*Instruction*.
Collect each line below that contains the string "shrub". Treat case as significant.

*Items from a data source*.
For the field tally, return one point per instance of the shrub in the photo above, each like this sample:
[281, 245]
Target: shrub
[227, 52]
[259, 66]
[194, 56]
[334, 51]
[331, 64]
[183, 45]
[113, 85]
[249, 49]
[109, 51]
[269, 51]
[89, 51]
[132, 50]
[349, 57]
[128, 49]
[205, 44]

*Full solution*.
For the field tally, return one point per instance of the shrub in the photo above, each like this sample:
Target: shrub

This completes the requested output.